Dataset entries:
=-=-=-=-=

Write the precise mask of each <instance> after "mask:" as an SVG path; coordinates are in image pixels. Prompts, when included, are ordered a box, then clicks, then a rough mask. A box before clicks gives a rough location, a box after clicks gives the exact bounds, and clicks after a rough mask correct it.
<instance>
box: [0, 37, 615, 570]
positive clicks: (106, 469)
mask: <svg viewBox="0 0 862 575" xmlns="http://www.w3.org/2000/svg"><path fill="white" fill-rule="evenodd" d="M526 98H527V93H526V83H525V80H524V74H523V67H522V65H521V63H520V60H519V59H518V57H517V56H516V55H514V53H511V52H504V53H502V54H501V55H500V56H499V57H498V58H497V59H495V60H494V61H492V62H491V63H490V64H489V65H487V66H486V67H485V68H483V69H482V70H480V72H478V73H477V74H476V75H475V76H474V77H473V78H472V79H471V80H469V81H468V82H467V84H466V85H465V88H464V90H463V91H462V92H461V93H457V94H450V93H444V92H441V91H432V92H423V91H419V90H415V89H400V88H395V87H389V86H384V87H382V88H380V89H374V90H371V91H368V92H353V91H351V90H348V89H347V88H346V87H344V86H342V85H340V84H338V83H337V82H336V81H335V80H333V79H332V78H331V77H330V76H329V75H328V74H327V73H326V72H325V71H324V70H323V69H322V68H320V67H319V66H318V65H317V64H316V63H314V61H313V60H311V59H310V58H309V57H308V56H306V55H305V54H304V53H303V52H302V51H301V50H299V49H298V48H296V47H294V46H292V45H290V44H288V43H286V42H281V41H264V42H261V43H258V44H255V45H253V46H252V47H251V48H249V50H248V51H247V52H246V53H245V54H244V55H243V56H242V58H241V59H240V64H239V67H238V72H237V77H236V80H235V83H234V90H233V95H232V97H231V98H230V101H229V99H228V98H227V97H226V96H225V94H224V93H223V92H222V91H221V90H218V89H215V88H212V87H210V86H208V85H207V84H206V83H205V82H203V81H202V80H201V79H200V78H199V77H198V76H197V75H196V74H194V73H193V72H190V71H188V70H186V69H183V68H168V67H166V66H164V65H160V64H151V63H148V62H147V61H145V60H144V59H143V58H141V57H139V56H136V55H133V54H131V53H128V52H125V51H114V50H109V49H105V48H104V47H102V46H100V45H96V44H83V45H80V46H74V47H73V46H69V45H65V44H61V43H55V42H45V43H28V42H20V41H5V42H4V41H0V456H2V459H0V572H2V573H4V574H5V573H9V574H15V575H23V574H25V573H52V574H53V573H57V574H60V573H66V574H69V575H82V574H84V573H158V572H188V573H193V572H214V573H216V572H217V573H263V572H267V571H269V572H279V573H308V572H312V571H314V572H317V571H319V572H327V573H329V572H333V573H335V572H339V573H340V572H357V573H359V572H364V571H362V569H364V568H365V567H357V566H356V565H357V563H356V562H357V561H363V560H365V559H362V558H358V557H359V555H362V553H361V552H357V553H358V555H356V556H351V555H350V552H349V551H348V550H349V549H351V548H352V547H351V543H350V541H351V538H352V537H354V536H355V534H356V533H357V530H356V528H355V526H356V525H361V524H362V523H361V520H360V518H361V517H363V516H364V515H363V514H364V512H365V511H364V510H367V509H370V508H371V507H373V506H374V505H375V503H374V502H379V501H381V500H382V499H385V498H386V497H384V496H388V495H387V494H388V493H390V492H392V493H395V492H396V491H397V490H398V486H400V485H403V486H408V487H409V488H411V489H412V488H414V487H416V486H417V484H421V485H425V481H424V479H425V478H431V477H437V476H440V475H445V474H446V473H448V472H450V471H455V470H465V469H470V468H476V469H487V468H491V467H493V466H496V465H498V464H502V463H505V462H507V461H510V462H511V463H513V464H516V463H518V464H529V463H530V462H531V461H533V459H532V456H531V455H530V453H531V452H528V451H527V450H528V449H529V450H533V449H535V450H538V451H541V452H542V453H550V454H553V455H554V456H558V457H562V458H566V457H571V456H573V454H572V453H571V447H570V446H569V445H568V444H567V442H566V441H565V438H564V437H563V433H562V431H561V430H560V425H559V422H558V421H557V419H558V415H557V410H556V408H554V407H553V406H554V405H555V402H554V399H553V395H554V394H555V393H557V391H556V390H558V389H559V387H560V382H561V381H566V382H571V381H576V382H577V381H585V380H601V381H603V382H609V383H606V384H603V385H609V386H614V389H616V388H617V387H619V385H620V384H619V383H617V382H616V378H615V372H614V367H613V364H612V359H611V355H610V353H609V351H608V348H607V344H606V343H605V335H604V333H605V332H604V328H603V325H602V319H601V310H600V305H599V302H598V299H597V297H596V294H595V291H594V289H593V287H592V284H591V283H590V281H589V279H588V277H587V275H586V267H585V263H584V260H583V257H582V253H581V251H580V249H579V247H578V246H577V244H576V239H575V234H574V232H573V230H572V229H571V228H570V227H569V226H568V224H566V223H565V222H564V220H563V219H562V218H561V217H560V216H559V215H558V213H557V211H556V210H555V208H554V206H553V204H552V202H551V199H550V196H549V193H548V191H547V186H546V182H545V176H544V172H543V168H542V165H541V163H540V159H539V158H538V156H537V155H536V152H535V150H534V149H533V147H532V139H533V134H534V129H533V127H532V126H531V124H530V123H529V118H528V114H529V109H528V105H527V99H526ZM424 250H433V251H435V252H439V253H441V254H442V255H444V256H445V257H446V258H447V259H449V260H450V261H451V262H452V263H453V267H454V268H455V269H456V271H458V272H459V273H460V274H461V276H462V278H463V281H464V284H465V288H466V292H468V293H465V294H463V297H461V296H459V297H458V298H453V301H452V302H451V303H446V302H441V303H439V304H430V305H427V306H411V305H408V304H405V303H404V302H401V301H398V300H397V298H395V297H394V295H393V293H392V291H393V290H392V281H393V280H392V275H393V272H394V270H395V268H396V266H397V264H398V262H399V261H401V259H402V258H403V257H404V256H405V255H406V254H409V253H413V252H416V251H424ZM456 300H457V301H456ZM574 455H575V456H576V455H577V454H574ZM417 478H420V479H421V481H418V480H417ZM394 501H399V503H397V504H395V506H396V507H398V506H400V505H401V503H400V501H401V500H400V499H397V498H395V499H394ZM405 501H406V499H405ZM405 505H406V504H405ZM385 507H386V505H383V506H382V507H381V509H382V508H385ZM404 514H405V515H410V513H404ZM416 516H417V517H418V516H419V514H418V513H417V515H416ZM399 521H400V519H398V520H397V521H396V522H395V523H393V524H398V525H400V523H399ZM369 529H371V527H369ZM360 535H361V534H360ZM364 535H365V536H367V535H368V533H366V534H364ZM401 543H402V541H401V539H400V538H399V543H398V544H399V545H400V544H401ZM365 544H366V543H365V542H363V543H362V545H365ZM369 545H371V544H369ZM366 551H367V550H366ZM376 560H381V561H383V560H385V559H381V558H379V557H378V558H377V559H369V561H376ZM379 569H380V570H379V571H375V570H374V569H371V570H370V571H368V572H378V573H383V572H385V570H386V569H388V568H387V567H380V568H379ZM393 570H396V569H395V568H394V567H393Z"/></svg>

=-=-=-=-=

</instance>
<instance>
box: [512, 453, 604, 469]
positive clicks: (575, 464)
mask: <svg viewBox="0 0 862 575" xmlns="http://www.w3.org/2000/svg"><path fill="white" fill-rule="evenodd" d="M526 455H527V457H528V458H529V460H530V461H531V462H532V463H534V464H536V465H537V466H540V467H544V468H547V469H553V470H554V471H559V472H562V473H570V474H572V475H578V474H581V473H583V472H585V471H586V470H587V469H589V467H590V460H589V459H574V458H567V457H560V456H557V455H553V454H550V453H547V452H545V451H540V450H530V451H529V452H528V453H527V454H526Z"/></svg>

=-=-=-=-=

Problem to solve: Check each line of the records for the word "instance" and extract those that contain it.

Output:
Write the precise mask of each <instance> after "mask:" as an SVG path; coordinates are in image pixels. Prompts, when included, are ordered a box, then clicks, then a rough mask. A box before clicks gives a rough location, a box after clicks gives the exact bounds, and clicks after a rough mask correct it.
<instance>
</instance>
<instance>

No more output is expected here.